## Begin DATA TO USE

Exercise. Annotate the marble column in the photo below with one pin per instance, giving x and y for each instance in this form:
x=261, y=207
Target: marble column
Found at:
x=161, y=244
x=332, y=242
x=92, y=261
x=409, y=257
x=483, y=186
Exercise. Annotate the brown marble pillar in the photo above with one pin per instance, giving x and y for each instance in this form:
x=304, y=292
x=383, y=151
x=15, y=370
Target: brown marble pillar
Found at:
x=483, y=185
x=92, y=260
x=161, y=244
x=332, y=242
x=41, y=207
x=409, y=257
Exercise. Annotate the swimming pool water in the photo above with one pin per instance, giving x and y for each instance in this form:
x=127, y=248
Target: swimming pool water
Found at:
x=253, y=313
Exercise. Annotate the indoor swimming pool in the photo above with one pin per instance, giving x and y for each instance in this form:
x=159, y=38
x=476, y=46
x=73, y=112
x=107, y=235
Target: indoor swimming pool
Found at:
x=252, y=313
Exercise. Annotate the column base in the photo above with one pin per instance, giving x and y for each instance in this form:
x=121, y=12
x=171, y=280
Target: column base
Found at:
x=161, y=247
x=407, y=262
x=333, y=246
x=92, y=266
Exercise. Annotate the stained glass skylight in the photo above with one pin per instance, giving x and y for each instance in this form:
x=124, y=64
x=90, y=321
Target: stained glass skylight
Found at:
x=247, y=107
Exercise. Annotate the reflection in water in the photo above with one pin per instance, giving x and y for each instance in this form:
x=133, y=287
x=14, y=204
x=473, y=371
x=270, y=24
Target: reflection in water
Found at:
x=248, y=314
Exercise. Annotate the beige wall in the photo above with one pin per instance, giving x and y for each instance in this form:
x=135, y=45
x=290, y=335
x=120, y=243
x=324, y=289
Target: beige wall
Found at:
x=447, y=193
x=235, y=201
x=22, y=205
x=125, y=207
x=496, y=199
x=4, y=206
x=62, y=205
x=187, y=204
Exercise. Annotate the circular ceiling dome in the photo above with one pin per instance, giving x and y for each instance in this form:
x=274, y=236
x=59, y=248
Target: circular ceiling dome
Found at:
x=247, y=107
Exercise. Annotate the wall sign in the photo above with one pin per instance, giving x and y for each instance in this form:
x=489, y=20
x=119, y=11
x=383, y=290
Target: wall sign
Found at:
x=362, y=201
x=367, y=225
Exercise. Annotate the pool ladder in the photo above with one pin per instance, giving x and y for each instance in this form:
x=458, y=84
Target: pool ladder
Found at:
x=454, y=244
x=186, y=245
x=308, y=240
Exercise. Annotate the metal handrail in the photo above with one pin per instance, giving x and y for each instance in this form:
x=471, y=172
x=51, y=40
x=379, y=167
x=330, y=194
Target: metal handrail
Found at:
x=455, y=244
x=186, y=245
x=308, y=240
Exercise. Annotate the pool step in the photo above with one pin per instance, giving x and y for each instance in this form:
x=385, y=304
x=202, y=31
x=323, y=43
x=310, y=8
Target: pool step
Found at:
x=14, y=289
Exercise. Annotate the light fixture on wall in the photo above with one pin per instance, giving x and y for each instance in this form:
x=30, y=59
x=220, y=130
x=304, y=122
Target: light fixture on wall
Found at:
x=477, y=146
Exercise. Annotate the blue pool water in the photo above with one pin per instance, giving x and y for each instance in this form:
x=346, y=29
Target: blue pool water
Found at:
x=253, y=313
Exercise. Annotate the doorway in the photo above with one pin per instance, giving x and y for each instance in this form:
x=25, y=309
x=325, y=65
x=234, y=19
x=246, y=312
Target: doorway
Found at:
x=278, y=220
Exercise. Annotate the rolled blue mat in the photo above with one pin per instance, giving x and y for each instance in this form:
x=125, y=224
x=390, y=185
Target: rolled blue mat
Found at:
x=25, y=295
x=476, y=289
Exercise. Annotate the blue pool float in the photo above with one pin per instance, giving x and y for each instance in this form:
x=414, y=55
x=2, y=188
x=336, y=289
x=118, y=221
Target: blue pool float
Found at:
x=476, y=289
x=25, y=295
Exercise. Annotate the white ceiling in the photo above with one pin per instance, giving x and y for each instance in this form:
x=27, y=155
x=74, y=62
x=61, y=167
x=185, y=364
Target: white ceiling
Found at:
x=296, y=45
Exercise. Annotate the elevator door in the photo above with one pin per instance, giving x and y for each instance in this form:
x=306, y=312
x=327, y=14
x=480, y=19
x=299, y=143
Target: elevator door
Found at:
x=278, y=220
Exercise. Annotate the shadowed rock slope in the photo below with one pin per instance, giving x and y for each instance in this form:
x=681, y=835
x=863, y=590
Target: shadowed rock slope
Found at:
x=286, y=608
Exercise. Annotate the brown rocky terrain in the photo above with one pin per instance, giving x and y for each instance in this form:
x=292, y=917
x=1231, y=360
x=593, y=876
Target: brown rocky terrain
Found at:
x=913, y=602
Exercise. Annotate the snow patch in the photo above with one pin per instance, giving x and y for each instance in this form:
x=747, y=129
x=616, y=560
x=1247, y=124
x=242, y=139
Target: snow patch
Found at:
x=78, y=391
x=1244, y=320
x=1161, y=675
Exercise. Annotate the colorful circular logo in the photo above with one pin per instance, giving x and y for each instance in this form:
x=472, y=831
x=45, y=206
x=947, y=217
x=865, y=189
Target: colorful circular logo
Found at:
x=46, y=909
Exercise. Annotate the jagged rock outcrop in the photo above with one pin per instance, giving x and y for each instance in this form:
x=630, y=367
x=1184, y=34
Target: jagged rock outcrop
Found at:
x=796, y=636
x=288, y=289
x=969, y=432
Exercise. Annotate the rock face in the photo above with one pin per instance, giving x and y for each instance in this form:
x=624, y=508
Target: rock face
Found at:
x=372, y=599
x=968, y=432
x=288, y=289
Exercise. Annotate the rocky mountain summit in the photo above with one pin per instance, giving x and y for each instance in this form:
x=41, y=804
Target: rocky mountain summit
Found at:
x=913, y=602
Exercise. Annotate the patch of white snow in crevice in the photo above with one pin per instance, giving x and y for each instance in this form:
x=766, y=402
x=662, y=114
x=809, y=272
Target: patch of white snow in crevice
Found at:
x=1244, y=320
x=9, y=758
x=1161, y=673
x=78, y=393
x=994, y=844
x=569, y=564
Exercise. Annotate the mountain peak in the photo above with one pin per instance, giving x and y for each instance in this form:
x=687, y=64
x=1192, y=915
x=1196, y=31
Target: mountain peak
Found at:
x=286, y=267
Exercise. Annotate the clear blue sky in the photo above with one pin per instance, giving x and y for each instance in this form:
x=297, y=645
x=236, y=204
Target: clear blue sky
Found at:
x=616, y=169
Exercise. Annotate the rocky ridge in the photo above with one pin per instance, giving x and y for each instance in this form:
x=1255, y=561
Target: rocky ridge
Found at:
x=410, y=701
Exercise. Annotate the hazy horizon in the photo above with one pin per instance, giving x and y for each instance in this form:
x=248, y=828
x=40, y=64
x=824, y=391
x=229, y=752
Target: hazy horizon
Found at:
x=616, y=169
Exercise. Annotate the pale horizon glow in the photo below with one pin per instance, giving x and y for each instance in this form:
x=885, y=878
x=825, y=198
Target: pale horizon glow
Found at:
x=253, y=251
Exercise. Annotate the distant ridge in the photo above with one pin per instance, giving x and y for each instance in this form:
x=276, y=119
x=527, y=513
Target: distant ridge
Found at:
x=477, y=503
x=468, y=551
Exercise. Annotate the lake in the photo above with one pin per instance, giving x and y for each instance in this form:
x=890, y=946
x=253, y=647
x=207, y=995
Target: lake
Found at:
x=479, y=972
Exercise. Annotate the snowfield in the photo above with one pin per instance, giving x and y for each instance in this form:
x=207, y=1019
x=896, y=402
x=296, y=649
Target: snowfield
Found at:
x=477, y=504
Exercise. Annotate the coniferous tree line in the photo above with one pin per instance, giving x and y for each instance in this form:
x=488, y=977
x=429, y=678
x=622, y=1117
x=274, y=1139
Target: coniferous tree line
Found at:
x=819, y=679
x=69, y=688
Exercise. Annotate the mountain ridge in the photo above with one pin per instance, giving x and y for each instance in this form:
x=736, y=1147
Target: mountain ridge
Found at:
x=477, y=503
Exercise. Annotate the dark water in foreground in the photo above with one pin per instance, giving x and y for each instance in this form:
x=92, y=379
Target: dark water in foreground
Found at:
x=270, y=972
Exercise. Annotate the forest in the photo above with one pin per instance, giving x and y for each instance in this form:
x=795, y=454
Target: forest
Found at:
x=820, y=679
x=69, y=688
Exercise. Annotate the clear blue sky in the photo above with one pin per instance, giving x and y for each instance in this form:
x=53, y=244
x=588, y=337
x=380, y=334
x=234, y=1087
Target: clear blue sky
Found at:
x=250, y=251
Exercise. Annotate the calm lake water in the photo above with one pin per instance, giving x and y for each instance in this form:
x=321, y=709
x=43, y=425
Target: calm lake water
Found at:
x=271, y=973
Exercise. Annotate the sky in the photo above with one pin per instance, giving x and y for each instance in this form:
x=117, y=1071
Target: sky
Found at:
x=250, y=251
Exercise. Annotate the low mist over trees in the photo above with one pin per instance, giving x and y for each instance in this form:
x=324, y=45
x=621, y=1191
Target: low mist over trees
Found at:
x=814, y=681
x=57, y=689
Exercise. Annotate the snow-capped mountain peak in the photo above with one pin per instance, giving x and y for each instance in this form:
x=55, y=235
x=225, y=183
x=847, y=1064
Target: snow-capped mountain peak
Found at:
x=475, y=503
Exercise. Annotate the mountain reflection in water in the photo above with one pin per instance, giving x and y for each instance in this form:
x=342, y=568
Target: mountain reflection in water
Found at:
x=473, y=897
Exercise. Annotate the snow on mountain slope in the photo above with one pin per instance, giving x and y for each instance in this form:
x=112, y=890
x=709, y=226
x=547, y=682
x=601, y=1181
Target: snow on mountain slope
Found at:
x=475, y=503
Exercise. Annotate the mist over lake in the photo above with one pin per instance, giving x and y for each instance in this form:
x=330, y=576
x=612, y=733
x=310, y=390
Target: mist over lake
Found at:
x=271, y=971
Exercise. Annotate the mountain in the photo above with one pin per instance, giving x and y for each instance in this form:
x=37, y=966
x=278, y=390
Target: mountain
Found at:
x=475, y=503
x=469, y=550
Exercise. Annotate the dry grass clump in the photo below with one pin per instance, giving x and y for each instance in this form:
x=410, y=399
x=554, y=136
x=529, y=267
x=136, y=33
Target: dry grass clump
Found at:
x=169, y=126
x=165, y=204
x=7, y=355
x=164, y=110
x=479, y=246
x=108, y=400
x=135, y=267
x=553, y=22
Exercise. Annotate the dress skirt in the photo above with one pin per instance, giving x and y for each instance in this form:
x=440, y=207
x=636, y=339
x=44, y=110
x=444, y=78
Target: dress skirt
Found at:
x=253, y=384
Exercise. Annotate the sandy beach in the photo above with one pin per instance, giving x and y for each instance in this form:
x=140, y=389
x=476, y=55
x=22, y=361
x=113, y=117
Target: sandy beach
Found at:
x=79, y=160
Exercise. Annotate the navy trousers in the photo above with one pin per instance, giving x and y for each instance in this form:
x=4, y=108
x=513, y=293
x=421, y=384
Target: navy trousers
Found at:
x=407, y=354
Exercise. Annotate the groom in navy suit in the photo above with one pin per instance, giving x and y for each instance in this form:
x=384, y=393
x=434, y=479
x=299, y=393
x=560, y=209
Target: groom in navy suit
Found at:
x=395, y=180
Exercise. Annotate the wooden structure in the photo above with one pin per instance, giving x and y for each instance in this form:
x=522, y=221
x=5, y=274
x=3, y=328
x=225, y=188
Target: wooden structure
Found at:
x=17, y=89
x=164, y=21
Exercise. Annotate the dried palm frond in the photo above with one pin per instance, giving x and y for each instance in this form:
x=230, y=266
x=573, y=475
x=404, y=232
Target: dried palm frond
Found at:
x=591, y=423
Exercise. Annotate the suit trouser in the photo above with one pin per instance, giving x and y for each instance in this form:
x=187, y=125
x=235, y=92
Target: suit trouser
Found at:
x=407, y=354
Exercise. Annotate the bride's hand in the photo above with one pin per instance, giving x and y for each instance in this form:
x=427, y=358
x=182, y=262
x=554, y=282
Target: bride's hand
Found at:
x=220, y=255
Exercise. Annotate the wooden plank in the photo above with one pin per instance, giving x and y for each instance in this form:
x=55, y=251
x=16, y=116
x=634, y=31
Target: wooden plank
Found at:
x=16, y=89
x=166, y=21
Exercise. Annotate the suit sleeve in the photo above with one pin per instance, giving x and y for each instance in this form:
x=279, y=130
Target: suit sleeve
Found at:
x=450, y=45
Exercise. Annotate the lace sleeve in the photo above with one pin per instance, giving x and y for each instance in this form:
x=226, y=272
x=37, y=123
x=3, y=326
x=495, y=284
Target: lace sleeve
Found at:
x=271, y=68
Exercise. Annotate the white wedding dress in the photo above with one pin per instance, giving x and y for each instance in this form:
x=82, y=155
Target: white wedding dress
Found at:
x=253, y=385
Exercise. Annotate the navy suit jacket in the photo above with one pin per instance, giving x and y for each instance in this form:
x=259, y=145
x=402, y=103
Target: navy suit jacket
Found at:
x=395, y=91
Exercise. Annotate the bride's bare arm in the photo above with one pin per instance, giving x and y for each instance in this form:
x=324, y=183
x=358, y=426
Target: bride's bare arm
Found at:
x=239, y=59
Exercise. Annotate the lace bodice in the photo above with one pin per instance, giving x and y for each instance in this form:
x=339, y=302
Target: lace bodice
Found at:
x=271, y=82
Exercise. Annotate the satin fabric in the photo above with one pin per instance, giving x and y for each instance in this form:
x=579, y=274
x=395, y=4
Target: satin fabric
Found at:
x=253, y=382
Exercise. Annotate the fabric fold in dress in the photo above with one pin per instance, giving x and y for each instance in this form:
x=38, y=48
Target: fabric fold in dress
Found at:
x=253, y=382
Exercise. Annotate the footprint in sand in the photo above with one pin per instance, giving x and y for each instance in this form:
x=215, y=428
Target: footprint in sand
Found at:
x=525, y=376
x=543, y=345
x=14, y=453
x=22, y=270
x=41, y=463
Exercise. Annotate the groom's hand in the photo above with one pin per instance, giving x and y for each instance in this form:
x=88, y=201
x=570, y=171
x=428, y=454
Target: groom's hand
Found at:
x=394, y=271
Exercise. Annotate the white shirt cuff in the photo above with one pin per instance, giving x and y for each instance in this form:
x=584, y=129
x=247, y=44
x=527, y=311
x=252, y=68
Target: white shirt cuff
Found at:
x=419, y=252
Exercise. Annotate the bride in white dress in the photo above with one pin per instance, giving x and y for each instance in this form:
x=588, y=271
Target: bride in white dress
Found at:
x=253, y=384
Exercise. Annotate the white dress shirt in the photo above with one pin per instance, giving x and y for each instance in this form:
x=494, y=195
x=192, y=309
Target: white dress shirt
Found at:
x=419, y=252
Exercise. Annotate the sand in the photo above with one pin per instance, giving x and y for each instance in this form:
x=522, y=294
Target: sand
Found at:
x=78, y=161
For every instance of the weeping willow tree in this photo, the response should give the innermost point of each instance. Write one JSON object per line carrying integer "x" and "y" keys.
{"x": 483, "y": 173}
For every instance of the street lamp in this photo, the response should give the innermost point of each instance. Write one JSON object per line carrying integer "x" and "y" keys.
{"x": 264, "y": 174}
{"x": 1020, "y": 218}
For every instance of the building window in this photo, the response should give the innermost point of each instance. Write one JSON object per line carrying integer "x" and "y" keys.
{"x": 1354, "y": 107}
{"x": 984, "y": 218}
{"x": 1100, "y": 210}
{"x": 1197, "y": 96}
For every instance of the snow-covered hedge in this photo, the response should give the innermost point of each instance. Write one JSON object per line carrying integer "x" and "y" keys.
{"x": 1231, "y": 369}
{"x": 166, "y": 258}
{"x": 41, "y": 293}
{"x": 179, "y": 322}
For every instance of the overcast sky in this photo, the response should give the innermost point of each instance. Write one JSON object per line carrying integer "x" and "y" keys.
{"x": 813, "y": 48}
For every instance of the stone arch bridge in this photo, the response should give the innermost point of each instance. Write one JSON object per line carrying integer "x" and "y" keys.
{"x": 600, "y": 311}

## End DATA TO USE

**TASK**
Can you convert the entries above, from the line containing "Exercise. Annotate the bride's hand" through the line containing "x=253, y=385", both included, into a Markdown table with a Row column numbering each line and a Line column holding its text, leaving out any blank lines?

**TASK RESULT**
| Row | Line |
|---|---|
| 1 | Exercise. Annotate the bride's hand in the photo above with one pin per instance, giving x and y for each instance in this form: |
| 2 | x=427, y=358 |
| 3 | x=182, y=262 |
| 4 | x=554, y=282 |
| 5 | Target: bride's hand |
| 6 | Found at: |
| 7 | x=220, y=255 |
| 8 | Exercise. Annotate the wooden plank in the photo above with one pin per instance, giving x and y for each instance in this form: |
| 9 | x=55, y=251 |
| 10 | x=16, y=116 |
| 11 | x=634, y=31 |
| 12 | Target: wooden plank |
| 13 | Found at: |
| 14 | x=16, y=89 |
| 15 | x=166, y=21 |
| 16 | Exercise. Annotate the suit sleeve in the photo above with one pin per instance, giving x and y for each instance in this form: |
| 17 | x=279, y=130 |
| 18 | Target: suit sleeve |
| 19 | Found at: |
| 20 | x=450, y=45 |
| 21 | Exercise. Annotate the lace sleeve in the photo above with one pin per instance, giving x and y for each instance in this form: |
| 22 | x=226, y=272 |
| 23 | x=37, y=123 |
| 24 | x=3, y=326 |
| 25 | x=495, y=284 |
| 26 | Target: lace sleeve |
| 27 | Found at: |
| 28 | x=271, y=68 |
| 29 | Exercise. Annotate the white wedding dress in the photo above with one pin per instance, giving x and y for each instance in this form: |
| 30 | x=82, y=155 |
| 31 | Target: white wedding dress |
| 32 | Found at: |
| 33 | x=253, y=385 |